*Requirement 1*. In the forum thread on subcooling below, how does the person who starts the thread describe their own job and experience?

*Text provided*.

Continue to Site

Eng-Tips is the largest engineering community on the Internet

Intelligent Work Forums for Engineering Professionals

  • Congratulations IDS on being selected by the Eng-Tips community for having the most helpful posts in the forums last week. Way to Go!

Subcooling

Status
Not open for further replies.

desol

Mechanical
Jul 15, 2016
3
Hey guys. 3rd year commercial mechanic here(wannabe engineer ;)). I'm getting conflicting info from different sources regarding subcooling, so I thought I'd ask here to see what you guys thought. TXV system...As my head pressure falls (getting colder outside) my condenser is going to run cooler.

As the temperature/pressure falls in the condenser...more liquid will start to back up in it. As more liquid backs up, subcooling increases... True or false.

Cheers.
 
Replies continue below

Recommended for you

If you properly charge the system (use manufacturer data and the OAT, etc.) and operate it in the manufacturer recommended conditions (i.e. don't use AC in winter if it is not low-ambient rated etc.) you should be fine, especially with TXV.
Also need to not extend line lengths...
 
Mostly true.

But consider that the refrigerant mass flow will change in response to the pressure change.

The compressor power changes too.
 
Hey guys. Thanks for the replies.

Energy pro. I'm not so much interested in charging, as much as what happens after to the subcooling as the outdoor ambient drops, during normal operation.

Mint julep. That's what I thought, however, other mechanics seem to think that as outdoor ambient drops, you get less subcooling?


I understand that adding gas (during the initial charging process) increases both head pressure and subcooling....but that's charging...not operating. Mostly interested in what happens to subcooling (post charge) during operation, as outdoor ambient drops. Cheers.
 
This is one of those "all other things staying the same" type questions.

Except that all other things don't stay the same.

For building air conditioning, as the outdoor temperature falls the load on the evaporator falls. The condenser pressure falls and the compressor power goes down. If you have unloaders you will unload.

(Stored data)

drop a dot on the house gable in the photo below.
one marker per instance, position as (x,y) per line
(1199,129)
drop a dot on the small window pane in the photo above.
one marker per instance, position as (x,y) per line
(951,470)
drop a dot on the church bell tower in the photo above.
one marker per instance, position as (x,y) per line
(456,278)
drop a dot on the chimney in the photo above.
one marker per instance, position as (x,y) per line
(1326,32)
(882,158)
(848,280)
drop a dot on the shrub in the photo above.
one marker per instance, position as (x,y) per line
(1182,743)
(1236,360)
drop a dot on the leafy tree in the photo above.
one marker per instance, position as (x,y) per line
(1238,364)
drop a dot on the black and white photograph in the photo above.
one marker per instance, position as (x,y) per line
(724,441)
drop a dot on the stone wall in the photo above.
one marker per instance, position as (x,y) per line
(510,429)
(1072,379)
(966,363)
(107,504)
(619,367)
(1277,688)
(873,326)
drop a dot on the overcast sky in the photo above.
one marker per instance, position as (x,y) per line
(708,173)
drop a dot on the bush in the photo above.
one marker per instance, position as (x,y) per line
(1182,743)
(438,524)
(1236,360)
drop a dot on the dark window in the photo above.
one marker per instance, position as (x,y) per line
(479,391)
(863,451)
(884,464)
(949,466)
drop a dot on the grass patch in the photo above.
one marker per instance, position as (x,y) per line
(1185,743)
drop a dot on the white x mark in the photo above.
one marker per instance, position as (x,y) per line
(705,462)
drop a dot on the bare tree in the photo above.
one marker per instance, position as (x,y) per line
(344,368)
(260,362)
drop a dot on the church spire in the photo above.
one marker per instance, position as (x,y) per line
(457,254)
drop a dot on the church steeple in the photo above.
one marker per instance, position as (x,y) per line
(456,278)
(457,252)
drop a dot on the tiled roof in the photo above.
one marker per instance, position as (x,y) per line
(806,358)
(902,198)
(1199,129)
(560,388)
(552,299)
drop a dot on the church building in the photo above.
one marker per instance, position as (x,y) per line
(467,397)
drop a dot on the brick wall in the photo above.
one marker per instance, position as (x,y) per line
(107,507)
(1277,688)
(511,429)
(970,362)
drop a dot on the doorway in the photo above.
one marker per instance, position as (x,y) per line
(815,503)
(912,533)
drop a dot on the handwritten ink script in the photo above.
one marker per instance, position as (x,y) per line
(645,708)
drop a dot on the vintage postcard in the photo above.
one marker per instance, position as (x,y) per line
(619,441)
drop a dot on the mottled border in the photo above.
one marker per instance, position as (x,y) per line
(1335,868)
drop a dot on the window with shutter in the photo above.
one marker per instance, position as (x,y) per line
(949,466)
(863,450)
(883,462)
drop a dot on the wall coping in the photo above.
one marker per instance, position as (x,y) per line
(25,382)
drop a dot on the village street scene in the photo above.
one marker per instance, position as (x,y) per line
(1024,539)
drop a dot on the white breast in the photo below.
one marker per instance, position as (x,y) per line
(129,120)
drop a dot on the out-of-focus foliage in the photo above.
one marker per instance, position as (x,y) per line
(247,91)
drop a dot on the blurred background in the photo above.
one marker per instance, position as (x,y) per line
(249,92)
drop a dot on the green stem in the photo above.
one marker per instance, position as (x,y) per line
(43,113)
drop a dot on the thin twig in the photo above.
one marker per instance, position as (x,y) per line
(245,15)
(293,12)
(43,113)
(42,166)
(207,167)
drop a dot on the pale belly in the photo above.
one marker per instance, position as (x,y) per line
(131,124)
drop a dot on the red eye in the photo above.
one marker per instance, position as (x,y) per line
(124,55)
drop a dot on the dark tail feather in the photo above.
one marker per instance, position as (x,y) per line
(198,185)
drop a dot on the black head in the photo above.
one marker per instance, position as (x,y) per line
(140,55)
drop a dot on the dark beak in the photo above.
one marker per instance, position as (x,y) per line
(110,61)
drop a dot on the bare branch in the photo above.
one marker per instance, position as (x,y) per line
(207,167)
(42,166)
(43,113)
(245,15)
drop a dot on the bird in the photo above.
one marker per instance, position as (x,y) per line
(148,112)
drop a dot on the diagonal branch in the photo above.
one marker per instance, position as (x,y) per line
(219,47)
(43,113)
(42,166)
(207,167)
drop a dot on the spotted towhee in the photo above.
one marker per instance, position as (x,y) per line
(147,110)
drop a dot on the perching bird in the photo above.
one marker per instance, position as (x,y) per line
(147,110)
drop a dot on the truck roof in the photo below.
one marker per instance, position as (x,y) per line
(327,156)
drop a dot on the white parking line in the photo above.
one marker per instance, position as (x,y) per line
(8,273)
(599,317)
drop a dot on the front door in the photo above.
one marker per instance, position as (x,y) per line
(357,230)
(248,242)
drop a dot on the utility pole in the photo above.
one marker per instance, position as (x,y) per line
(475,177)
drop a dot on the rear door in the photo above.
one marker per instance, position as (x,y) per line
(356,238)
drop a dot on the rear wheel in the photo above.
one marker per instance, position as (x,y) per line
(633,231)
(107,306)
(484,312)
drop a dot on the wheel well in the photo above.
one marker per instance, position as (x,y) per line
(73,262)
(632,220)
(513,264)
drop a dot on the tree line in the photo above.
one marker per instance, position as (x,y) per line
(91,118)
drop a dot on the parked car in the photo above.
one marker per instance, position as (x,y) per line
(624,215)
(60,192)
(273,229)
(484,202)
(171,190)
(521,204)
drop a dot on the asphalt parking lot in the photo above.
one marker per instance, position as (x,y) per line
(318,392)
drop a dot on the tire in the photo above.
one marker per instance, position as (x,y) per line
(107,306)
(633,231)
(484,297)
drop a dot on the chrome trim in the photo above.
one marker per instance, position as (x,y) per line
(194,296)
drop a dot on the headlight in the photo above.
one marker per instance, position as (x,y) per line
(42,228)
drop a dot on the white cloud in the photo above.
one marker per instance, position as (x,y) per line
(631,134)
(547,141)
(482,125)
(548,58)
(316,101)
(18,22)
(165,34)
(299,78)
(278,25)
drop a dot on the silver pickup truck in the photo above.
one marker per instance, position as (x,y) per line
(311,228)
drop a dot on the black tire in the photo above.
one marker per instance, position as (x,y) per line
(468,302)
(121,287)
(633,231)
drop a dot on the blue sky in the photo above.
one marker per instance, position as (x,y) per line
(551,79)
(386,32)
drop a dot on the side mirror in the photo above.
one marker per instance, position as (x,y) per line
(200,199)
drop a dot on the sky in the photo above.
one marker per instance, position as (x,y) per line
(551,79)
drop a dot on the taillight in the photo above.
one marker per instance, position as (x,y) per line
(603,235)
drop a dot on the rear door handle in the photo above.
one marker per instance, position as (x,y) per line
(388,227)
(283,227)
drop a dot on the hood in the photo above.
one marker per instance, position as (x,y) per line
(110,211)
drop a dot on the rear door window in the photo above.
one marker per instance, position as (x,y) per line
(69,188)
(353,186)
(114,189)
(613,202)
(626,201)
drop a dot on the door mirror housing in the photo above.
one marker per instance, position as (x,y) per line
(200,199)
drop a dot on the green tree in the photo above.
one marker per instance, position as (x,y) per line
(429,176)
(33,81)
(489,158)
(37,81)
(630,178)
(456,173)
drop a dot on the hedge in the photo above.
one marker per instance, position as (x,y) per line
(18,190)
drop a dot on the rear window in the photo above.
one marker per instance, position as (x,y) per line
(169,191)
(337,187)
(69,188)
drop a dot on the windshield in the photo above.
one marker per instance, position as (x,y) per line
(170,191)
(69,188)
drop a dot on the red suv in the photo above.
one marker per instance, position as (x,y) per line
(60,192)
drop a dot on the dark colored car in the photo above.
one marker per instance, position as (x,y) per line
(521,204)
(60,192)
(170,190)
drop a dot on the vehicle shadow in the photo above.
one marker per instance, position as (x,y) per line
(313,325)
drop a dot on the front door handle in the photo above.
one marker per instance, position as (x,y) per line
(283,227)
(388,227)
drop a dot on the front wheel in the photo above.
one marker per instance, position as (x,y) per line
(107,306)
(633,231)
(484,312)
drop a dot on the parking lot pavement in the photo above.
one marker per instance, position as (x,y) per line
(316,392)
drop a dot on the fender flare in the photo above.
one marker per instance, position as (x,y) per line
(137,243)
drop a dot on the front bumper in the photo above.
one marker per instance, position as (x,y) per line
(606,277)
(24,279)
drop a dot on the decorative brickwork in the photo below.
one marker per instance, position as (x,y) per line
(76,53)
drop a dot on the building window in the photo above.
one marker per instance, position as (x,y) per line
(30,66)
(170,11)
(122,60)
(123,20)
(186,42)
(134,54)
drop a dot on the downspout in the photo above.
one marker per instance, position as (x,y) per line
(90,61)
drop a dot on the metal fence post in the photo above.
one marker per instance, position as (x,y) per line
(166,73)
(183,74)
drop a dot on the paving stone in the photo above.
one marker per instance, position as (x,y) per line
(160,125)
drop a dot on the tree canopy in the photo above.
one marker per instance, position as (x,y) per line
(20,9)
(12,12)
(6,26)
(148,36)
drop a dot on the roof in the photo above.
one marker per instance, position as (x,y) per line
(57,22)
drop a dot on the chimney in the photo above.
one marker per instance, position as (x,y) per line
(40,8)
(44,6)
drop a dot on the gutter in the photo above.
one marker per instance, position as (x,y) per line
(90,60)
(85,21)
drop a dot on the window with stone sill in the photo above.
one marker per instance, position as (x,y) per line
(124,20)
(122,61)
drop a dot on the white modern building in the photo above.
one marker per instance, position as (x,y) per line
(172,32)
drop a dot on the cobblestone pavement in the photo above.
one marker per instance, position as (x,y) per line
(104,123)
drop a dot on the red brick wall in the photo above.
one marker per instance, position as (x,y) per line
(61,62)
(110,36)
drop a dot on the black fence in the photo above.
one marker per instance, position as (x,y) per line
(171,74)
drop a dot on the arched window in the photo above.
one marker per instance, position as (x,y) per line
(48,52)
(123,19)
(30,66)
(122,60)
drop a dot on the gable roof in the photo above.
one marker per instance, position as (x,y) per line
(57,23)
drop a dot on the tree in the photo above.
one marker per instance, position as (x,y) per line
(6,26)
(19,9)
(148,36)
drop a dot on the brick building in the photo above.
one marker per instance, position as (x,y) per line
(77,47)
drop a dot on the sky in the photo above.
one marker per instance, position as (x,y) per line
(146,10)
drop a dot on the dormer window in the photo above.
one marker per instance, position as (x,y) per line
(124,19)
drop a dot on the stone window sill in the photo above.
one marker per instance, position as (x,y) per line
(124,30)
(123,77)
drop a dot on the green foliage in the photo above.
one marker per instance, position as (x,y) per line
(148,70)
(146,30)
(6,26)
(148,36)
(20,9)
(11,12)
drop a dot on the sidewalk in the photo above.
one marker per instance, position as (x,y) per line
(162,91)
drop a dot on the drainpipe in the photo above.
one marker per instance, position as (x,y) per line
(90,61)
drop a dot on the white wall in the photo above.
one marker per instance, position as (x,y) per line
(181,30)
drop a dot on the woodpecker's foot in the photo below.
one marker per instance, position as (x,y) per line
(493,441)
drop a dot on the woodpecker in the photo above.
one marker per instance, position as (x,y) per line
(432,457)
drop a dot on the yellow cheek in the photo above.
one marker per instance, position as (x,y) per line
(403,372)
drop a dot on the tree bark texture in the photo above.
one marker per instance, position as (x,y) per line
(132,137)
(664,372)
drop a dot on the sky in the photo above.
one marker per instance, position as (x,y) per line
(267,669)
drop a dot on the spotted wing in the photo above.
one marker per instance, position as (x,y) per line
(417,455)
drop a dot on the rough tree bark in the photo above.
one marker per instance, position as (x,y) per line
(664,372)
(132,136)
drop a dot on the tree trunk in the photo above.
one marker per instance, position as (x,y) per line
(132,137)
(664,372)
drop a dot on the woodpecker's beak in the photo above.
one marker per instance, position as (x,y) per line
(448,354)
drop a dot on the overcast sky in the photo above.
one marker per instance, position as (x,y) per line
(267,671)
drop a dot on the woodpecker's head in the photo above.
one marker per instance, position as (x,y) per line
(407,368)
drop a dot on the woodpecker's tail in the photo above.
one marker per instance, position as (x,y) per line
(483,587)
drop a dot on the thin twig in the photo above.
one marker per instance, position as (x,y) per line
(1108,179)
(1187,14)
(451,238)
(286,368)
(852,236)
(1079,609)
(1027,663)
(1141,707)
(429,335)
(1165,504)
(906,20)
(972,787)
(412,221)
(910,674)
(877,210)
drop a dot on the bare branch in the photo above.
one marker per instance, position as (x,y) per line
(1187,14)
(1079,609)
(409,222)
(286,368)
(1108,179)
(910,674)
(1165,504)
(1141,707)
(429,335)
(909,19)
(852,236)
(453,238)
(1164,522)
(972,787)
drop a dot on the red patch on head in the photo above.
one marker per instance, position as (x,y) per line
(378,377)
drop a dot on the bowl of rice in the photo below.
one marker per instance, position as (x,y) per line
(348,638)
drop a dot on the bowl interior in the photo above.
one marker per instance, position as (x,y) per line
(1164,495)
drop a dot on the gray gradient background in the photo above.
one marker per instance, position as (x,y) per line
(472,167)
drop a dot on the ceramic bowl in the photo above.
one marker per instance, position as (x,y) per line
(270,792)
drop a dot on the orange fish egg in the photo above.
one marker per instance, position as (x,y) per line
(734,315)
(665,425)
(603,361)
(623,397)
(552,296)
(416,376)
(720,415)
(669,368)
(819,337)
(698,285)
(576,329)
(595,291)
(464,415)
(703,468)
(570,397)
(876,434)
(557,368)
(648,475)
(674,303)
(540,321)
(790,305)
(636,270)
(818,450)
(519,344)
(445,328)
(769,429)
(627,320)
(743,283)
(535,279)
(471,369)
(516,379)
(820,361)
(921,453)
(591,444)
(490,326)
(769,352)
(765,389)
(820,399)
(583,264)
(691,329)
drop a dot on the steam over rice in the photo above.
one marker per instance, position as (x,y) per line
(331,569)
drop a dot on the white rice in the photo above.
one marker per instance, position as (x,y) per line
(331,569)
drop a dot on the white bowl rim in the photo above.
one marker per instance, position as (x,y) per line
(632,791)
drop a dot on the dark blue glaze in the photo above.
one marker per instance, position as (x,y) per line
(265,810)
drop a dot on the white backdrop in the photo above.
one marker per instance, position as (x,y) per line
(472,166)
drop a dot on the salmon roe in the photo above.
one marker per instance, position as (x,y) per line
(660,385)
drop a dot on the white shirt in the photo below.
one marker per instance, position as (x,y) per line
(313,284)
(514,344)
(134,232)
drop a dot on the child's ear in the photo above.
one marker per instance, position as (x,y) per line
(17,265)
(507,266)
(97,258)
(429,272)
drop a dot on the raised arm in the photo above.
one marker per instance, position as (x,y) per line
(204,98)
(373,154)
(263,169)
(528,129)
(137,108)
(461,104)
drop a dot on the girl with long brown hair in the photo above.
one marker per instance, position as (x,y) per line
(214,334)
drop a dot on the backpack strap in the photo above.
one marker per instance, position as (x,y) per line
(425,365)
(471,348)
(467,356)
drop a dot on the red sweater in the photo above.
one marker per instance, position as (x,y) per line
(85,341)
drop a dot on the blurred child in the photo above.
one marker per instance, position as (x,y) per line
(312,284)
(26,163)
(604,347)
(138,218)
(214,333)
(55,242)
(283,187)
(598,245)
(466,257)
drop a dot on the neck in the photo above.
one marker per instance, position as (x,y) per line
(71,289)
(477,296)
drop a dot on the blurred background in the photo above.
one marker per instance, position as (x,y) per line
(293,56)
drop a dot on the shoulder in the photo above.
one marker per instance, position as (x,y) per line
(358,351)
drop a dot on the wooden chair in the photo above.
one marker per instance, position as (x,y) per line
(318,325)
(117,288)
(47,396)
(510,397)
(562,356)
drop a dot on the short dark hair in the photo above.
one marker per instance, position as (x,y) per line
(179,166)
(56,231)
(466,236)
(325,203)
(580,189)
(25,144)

*Requirement 2*. Please pick out every line of the records that contains the word "beak". Case counts.

*Complete output 1*. A third-year commercial mechanic.

*Complete output 2*.
drop a dot on the dark beak in the photo above.
drop a dot on the woodpecker's beak in the photo above.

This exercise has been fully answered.